** Task **
Could you repeat the listing below exactly while leaving its pictures behind?
═══ Task inputs
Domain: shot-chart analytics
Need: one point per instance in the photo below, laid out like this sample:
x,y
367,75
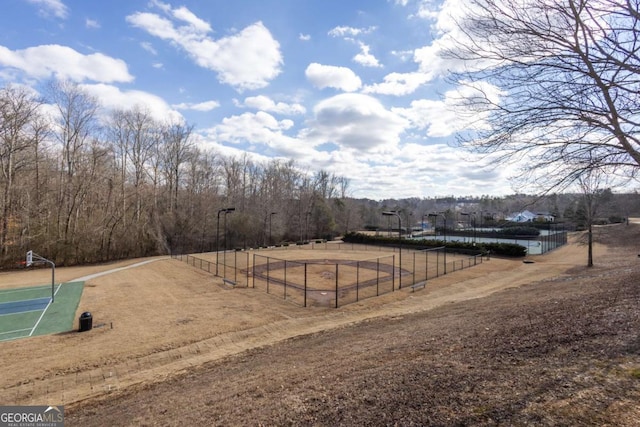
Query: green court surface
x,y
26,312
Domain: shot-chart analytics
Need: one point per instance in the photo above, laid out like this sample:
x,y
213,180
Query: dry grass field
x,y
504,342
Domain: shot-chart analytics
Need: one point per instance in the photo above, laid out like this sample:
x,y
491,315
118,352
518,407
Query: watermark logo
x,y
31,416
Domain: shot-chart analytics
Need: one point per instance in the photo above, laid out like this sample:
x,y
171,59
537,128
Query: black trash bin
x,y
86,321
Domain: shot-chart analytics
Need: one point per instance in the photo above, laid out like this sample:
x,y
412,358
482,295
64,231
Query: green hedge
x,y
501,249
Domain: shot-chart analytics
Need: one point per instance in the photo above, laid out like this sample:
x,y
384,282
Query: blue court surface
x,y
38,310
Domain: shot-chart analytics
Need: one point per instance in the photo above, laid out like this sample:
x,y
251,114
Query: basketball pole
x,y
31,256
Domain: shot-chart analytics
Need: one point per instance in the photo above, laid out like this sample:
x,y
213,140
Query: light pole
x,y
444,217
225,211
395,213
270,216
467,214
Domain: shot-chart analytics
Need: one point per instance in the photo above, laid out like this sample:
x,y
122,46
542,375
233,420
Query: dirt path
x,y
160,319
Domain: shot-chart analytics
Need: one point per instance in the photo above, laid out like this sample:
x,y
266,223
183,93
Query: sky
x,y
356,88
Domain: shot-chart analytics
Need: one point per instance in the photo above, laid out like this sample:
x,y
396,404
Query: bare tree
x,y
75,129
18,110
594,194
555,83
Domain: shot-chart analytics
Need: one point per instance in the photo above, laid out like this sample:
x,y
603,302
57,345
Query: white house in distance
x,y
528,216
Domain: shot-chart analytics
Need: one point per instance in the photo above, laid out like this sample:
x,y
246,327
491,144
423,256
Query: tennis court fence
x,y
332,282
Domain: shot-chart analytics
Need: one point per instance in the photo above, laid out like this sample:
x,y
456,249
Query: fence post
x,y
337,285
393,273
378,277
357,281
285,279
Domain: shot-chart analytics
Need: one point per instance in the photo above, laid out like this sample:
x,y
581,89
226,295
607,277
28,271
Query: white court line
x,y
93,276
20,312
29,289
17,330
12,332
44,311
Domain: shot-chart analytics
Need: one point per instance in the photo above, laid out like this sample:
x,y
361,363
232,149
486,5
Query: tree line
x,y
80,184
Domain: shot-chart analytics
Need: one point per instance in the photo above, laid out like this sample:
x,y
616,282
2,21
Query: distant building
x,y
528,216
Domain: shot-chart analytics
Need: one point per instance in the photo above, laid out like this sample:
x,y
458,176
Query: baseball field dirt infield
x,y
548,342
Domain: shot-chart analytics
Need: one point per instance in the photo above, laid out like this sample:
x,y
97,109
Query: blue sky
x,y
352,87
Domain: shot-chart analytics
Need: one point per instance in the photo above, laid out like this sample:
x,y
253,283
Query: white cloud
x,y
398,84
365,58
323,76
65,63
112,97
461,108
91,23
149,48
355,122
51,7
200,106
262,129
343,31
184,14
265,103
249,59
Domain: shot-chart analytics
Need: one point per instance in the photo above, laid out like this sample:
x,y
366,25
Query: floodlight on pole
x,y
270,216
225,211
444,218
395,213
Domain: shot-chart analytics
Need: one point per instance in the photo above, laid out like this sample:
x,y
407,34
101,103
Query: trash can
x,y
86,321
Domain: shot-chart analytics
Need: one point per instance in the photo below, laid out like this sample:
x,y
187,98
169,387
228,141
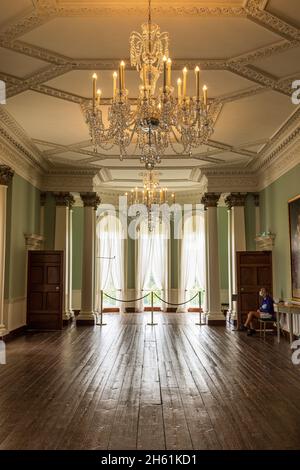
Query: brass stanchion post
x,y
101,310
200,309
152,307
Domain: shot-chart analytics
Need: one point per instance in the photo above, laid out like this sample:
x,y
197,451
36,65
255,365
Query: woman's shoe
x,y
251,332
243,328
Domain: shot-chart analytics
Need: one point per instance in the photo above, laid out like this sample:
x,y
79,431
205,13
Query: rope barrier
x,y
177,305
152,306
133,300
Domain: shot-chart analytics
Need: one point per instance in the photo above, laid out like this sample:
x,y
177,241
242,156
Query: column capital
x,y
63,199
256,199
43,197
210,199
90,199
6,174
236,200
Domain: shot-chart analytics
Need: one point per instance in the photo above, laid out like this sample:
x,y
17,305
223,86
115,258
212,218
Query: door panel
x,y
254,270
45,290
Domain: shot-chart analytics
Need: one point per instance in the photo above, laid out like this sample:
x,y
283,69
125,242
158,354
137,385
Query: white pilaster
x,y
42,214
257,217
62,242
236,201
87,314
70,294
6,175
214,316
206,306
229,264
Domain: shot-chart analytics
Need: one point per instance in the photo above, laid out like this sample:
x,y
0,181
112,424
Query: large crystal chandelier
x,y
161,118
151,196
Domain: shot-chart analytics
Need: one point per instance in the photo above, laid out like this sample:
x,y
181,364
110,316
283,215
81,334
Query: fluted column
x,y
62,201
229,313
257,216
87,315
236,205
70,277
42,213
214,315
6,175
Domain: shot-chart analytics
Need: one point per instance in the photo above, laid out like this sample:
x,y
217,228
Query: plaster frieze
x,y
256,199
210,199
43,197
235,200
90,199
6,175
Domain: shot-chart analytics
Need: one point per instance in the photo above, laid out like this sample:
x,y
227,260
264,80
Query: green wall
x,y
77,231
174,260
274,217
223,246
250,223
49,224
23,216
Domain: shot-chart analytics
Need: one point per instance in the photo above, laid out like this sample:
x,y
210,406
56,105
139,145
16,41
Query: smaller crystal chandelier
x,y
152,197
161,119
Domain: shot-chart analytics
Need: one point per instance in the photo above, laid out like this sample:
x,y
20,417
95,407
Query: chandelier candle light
══════
** Your response **
Domain: shot-chart analytics
Need: one point per instance in the photo below, laid out like this sample:
x,y
367,75
Query: green court surface
x,y
26,312
Domain: shot-chart analytics
Need: one point per instance in the photo above, laid out like this sample:
x,y
213,180
Query: dry grass field
x,y
504,342
Domain: shot-chart analytics
Need: one point per instance in the photo above, laid out like this sample:
x,y
491,315
118,352
518,407
Query: watermark logo
x,y
31,416
Domain: shot-chart analytics
Need: one point per instance in the photo above, laid out like this sample:
x,y
171,59
537,128
Query: black trash bin
x,y
86,321
Domain: shot-chart analytics
Need: one point per instance in the photo above, laid out like this sample:
x,y
412,358
482,295
64,231
Query: green hedge
x,y
501,249
Domain: shot-chart analytics
Need: one point per instance in the photo above, laid out like this sample:
x,y
384,282
Query: blue court surface
x,y
38,310
Domain: shot-chart analytics
Need: one point per instance in the photo above, laid out like this sample:
x,y
251,114
Query: basketball pole
x,y
31,256
Domain: shot-chart analytics
Need: one point per instance in the photo above, laid out like this sample:
x,y
213,140
Query: light pole
x,y
444,217
225,211
395,213
270,216
467,214
Domain: shot-chart analytics
Need: one point per instance in the photo above, laid out like this sample:
x,y
122,46
542,375
233,420
Query: dirt path
x,y
160,319
Domain: shot-chart analytics
Need: one point per instance in the photo above, laid out like this sample:
x,y
266,223
183,93
Query: sky
x,y
356,88
Domain: shot-chart analytics
Need: one point per instance in the photo above, laid out like this sample:
x,y
396,404
Query: bare tree
x,y
75,129
18,110
594,194
555,83
Domain: shot-chart analytics
Need: one point per instance in the photo above, laid out like this sample:
x,y
603,302
57,345
Query: white house in distance
x,y
528,216
Domain: shot-chart analytics
Need: one point per instance in the photo above, laid out like this sample:
x,y
246,327
491,144
423,256
Query: tennis court fence
x,y
332,282
Domain: shot-chart analytics
Need: one point per instance in the photo above, laid out like this sample:
x,y
456,249
Query: fence post
x,y
337,285
393,273
378,277
357,281
285,279
Domain: shot-chart analytics
Need: one point per instance in the photo above, laid out like this sample:
x,y
581,89
226,295
607,277
28,271
Query: white court line
x,y
93,276
20,312
29,289
17,330
12,332
44,311
Domain: shot-chart analytics
Need: one point per instance in the photo above, laid out like this sample:
x,y
361,363
232,149
486,5
Query: tree line
x,y
80,184
Domain: shot-chart analytics
Need: one point per instance in the photo above, laid out like this sample:
x,y
616,282
2,21
Query: distant building
x,y
528,216
Domain: shot-chart analytics
Need: one point per instance in the photo above, laid out like this sample:
x,y
458,176
Query: baseball field dirt infield
x,y
548,342
Domain: shot-chart analytics
Need: one point per instance in the photo above, laid out like this sample:
x,y
97,109
Query: blue sky
x,y
352,87
Domain: shot-chart analytics
Need: one point per instance in the photo above, laid out like this sample:
x,y
253,283
Query: white cloud
x,y
398,84
365,58
323,76
65,63
112,97
461,108
91,23
149,48
355,122
51,7
200,106
262,129
343,31
184,14
265,103
249,59
Domain: shot-chart analytics
Need: one point per instance in the photo above, laid out like this sample:
x,y
366,25
Query: floodlight on pole
x,y
270,216
225,211
444,218
395,213
Domain: shot-chart analytics
Need: one point per instance in the photo above, laid out like this sample:
x,y
407,34
101,103
Query: trash can
x,y
86,321
Domain: shot-chart analytics
Need: one point per instance in the photo below, laid out like this sample:
x,y
187,98
169,387
228,141
Query: brass stanchion post
x,y
101,310
200,309
152,307
Domain: shot-chart analytics
Need: one point per instance in the photo above, laid out like this sample:
x,y
197,451
36,65
255,365
Query: woman's shoe
x,y
251,332
243,328
Domain: shot-chart analytics
Need: one point per instance in the photo above, laid out like this sample:
x,y
79,431
205,13
Query: rope barrier
x,y
177,305
152,306
133,300
Domain: shot-chart analytics
Need: one point per instance in the photo above, laid out like this sample:
x,y
177,241
242,156
Query: column capital
x,y
63,199
256,199
43,197
210,199
90,199
6,174
236,200
Domain: shot-chart analytics
Need: one point per instance in the photo above, laid out like this sample:
x,y
17,305
223,86
115,258
212,218
Query: door panel
x,y
254,270
45,290
Domain: shot-chart analytics
Need: one point per instance in the photo above, laid out like this sample:
x,y
283,69
125,242
158,354
137,385
Query: white pilaster
x,y
42,214
257,217
62,242
236,201
87,314
70,294
6,175
214,316
206,306
229,264
Domain: shot-chart analytics
Need: one point per instance in the photo above, laid out like this sample:
x,y
0,181
112,424
Query: large crystal chandelier
x,y
161,118
151,196
Domain: shot-chart analytics
Need: one point per instance in the photo above, laid out like this sample:
x,y
181,364
110,316
283,215
81,334
Query: fluted column
x,y
62,201
229,313
257,216
87,315
236,205
70,277
42,213
214,315
6,175
Domain: shot-chart analytics
Need: one point per instance in the photo above, laid out like this sample:
x,y
217,228
Query: plaster frieze
x,y
256,199
210,199
43,197
235,200
90,199
6,175
Domain: shot-chart analytics
Need: one point per instance in the photo above, laid out like this sample:
x,y
227,260
264,80
Query: green wall
x,y
77,231
174,260
274,217
223,246
250,223
49,224
23,216
Domain: shot-chart analytics
Need: one point per instance in the photo above, laid out like this sample:
x,y
210,406
56,105
139,145
16,41
Query: smaller crystal chandelier
x,y
152,197
161,119
Domain: shot-chart analytics
Need: one point per instance in the photo above, laid out like this sample:
x,y
20,417
95,407
Query: chandelier candle light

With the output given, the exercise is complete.